■ Text extract:
----

Taking team time-outs is a common practice in a variety of sports – a time-out being a halt in play which allows a moment for the coach to communicate with the team. Teams/coaches usually call time-outs at strategically important points in the match in order to halt the momentum of the game if it is progressing well for the opposition, make necessary changes in strategy and plans or to inspire players and increase their focus and resolve. After the time-out, the idea is that the team approaches the match in a different way, with modified tactics and renewed determination to outplay the opposition.

In business, ironically, managers seldom seem to allow time for discussion, evaluation and new ideas to surface with excuses like ‘we don’t have time for arbitrary meetings – there’s work to be done’ or with the inane philosophy of ‘work harder and faster; we will then have time to discuss progress’. As a result, employees feel disempowered and frustrated. A perception develops that the boss doesn’t care and staff start looking for other opportunities.

----

■ Listed records:
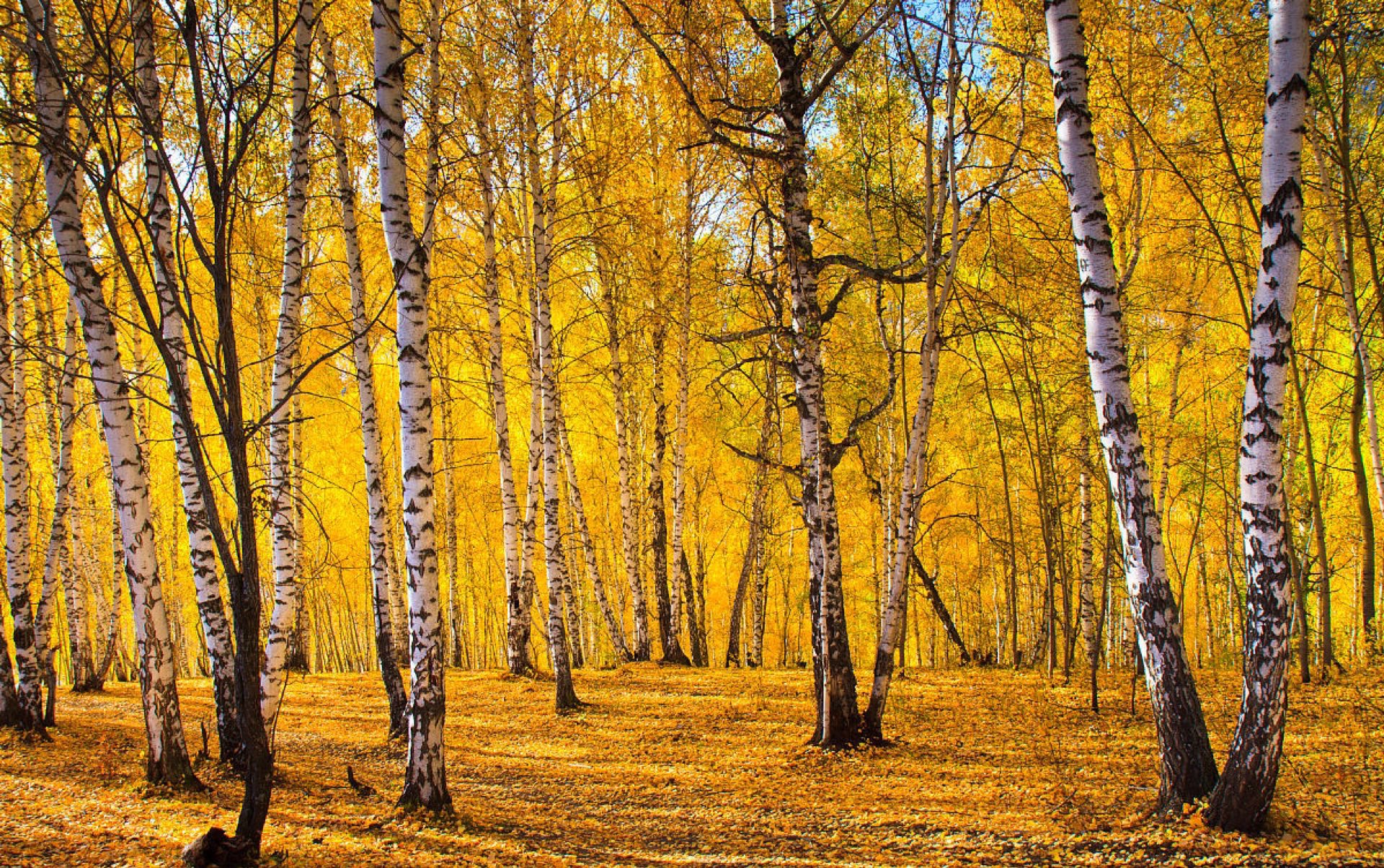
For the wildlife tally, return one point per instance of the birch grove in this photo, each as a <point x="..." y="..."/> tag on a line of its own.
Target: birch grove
<point x="287" y="582"/>
<point x="1188" y="769"/>
<point x="652" y="378"/>
<point x="1245" y="792"/>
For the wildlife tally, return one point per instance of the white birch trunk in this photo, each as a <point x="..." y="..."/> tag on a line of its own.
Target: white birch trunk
<point x="371" y="449"/>
<point x="1245" y="792"/>
<point x="288" y="590"/>
<point x="74" y="594"/>
<point x="500" y="404"/>
<point x="1188" y="767"/>
<point x="216" y="629"/>
<point x="567" y="696"/>
<point x="168" y="759"/>
<point x="425" y="780"/>
<point x="14" y="456"/>
<point x="588" y="550"/>
<point x="1346" y="273"/>
<point x="629" y="510"/>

----

■ Challenge: Reproduce the passage above on team time-outs in sports and business word for word, from start to finish.

■ Result:
Taking team time-outs is a common practice in a variety of sports – a time-out being a halt in play which allows a moment for the coach to communicate with the team. Teams/coaches usually call time-outs at strategically important points in the match in order to halt the momentum of the game if it is progressing well for the opposition, make necessary changes in strategy and plans or to inspire players and increase their focus and resolve. After the time-out, the idea is that the team approaches the match in a different way, with modified tactics and renewed determination to outplay the opposition.

In business, ironically, managers seldom seem to allow time for discussion, evaluation and new ideas to surface with excuses like ‘we don’t have time for arbitrary meetings – there’s work to be done’ or with the inane philosophy of ‘work harder and faster; we will then have time to discuss progress’. As a result, employees feel disempowered and frustrated. A perception develops that the boss doesn’t care and staff start looking for other opportunities.